▶ [AIM OF THE EXERCISE] Copy everything in the listing from the line containing "the dark suv" down to the last line of the listing, with no changes.

>> BEGIN PROVIDED RECORDS

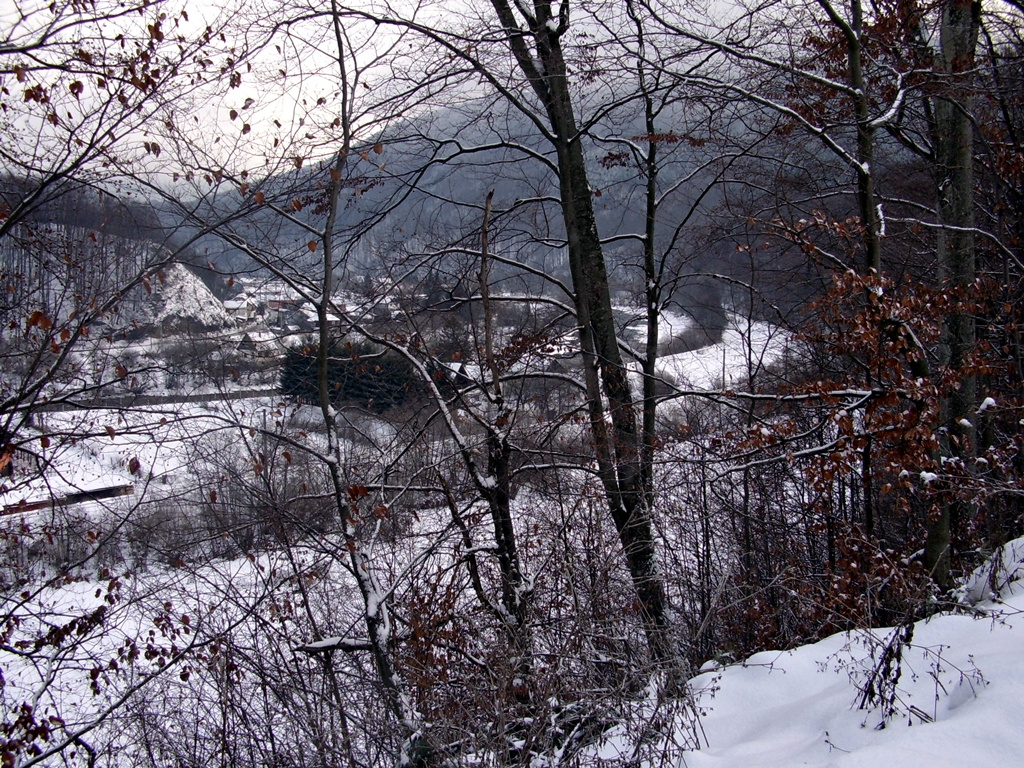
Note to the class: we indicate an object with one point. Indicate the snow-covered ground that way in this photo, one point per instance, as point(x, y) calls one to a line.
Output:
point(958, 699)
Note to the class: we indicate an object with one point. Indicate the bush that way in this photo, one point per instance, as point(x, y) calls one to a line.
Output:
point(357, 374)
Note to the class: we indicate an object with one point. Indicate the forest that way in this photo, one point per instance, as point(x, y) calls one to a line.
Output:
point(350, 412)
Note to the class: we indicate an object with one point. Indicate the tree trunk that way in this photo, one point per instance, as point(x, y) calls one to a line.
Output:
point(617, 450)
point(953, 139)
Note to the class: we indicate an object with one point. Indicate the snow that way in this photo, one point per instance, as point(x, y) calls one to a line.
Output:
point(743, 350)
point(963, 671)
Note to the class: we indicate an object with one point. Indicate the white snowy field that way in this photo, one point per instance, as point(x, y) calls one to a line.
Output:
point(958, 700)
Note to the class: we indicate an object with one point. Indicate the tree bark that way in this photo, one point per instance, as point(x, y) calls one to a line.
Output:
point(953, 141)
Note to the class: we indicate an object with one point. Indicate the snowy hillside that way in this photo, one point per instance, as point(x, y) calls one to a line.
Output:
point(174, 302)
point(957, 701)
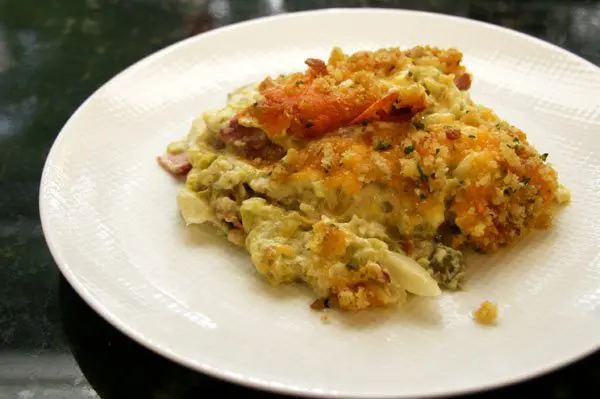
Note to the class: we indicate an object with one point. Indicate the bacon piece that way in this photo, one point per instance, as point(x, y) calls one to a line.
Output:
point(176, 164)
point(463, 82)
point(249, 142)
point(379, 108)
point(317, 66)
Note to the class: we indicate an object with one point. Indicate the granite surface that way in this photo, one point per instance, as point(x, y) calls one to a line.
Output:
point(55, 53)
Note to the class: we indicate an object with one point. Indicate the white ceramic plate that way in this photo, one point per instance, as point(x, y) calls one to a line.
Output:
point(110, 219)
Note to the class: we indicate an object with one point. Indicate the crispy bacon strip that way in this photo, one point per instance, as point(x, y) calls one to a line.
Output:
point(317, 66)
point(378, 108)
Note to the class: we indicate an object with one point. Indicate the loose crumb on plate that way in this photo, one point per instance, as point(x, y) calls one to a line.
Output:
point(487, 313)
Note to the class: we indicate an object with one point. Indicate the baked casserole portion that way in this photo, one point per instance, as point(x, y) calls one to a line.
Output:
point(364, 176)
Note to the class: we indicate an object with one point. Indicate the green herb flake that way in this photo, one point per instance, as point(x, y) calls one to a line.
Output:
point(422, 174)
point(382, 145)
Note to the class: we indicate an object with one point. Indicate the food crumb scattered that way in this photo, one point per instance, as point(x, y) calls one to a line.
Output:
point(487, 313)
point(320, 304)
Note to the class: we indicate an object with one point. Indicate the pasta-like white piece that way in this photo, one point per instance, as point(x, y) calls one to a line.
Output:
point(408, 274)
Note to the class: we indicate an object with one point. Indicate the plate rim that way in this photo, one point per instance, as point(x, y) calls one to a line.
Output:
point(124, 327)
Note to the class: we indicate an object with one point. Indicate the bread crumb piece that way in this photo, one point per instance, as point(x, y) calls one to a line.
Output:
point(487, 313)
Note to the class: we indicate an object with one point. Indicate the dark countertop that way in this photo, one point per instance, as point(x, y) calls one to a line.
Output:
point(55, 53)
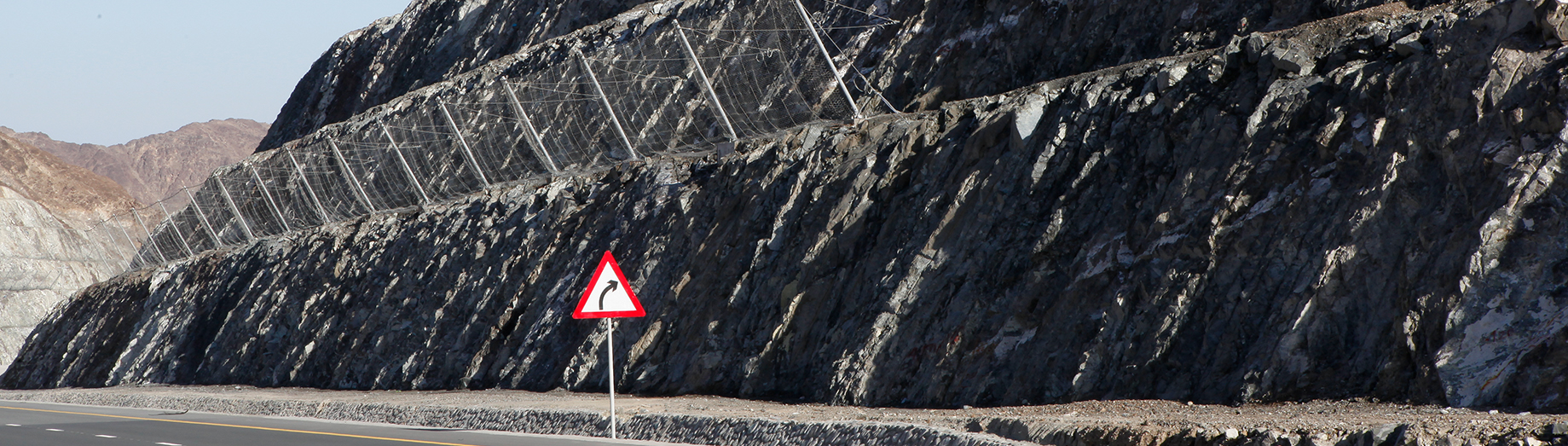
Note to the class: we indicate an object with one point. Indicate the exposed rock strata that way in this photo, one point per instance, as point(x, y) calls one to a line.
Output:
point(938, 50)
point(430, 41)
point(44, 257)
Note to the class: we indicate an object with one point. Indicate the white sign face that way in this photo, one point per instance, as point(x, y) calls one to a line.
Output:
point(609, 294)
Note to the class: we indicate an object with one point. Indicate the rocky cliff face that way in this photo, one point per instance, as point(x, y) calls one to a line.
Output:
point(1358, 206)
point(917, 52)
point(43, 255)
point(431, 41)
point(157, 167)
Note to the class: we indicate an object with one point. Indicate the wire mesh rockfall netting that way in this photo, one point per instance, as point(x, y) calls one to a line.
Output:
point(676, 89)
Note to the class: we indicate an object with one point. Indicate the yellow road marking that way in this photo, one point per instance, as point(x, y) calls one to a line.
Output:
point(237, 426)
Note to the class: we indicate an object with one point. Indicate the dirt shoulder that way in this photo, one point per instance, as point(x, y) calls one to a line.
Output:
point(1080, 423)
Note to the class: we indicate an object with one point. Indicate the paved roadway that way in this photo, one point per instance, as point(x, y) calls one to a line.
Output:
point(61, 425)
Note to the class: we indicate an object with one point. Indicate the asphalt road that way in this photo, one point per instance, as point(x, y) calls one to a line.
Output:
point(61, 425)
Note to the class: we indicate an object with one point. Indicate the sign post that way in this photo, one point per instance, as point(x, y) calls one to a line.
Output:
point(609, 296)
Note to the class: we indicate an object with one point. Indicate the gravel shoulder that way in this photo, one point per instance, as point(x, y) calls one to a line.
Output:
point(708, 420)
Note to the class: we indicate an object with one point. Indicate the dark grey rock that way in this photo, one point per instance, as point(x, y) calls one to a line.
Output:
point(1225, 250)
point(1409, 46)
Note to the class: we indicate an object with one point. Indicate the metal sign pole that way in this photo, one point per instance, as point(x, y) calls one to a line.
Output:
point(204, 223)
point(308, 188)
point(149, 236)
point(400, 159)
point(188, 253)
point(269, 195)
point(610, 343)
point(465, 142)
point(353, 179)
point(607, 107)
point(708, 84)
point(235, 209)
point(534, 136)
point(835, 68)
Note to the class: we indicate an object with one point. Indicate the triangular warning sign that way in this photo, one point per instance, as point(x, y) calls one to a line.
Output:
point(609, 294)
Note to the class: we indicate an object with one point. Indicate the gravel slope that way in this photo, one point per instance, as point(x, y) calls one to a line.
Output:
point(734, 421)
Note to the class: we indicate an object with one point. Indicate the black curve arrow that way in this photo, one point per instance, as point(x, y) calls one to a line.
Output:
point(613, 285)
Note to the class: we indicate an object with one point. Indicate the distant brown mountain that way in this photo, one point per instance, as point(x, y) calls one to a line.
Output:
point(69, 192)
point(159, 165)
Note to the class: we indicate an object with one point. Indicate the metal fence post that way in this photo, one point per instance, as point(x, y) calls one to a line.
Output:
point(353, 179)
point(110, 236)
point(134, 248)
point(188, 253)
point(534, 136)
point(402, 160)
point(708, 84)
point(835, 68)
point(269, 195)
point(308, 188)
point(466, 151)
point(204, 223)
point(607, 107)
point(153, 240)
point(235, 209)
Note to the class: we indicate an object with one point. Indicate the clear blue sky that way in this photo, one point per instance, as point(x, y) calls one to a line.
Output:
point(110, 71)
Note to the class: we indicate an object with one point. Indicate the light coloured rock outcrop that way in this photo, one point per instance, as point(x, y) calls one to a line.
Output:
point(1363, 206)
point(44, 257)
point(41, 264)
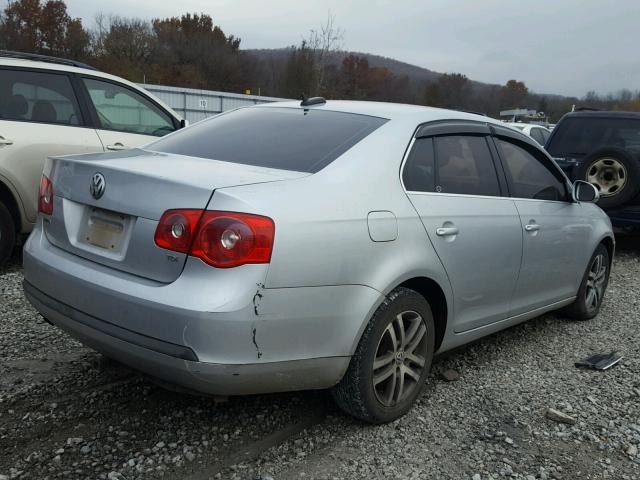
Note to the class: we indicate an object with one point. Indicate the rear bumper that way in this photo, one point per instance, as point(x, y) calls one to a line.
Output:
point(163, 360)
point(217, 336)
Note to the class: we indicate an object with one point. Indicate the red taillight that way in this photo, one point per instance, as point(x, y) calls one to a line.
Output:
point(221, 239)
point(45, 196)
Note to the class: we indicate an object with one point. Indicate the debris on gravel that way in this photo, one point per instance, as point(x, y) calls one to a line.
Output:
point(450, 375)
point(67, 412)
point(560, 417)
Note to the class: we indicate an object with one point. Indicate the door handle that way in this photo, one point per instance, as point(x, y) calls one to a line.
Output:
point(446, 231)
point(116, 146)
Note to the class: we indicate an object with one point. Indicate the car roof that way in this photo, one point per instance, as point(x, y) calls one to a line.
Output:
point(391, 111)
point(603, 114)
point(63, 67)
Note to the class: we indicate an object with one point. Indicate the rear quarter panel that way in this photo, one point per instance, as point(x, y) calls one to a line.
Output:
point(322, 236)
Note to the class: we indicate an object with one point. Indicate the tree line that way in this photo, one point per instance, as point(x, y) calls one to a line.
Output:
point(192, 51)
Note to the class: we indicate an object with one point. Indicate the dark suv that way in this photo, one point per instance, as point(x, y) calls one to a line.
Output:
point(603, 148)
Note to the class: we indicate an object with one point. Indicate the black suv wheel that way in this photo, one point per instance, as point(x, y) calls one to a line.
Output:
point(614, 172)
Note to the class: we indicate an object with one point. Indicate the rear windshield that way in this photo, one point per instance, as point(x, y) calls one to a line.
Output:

>> END PROVIDED RECORDS

▶ [FULL SOLUTION]
Note to the class: we indicate an object with one point. Indicate the dark suv that way in this photo, one point per instance, as point(x, y) calls one to a line.
Output:
point(603, 148)
Note to the class: we indicate an object with one point. Indicate the black suv wheel that way in this photo, one point per instance, as point(x, y) calls one to a line.
Output:
point(614, 172)
Note to the class: we indicate an object with one point. Indicate the rear windshield that way in this photo, one point per instance, as point(x, y) calls one to a line.
Output:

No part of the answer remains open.